■ **Provided text**:
════════════════════
Several lines of evidence suggest a modification of the effect of hormone therapy by time of initiation.^{13} We therefore conducted stratified analysis by time since menopause (<10, ≥ 10 years) and age (<60, ≥ 60 yrs).

Adherence-adjusted effect estimates

Because the primary analysis of the WHI randomized trial was conducted under the ITT principle, we analyzed our NHS “trials” using an observational analog of ITT in order to compare the NHS with the WHI estimates. However, ITT estimates are problematic because the magnitude of the ITT effect varies with the proportion of subjects who adhere to the assigned treatment, and thus ITT comparisons can underestimate the effect that would have been observed if everyone had adhered to the assigned treatment. Thus ITT effect estimates may be unsatisfactory when studying the efficacy, and inappropriate when studying the safety, of an active treatment compared with no treatment. An alternative to the ITT effect is the effect that would have been observed if everyone had remained on her initial treatment throughout the follow-up, which we refer to as an adherence-adjusted effect. Adherence-adjusted effect estimates can be obtained in both randomized experiments and observational studies by using g-estimation^{14, 15} or inverse probability weighting.
════════════════════
Stored data

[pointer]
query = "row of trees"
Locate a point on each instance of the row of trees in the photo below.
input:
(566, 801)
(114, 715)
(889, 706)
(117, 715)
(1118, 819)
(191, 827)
════════════════════
■ **Prompt**: Carry on the passage about hormone therapy effect estimates, starting right after its last sentence.

■ **Output for this exercise**:
We used inverse probability weighting to estimate the adherence-adjusted hazard ratio of CHD. In each NHS “trial” we censored women when they discontinued their baseline treatment (either hormone therapy or no hormone therapy), and then weighted the uncensored women-months by the inverse of their estimated probability of remaining uncensored until that month.^{16} To estimate trial-specific probabilities for each woman, we fit a pooled logistic model for the probability of remaining on the baseline treatment through a given month. The model included the baseline covariates used in the trial-specific Cox models described above, and the most recent post-baseline values of the same covariates. Inclusion of time-dependent covariates is necessary to adjust for any dependence between noncompliance and CHD within levels of baseline covariates. We fit separate models for initiators and noninitiators. In each “trial,” each woman contributed as many observations to the model as the number of months she was on her baseline therapy.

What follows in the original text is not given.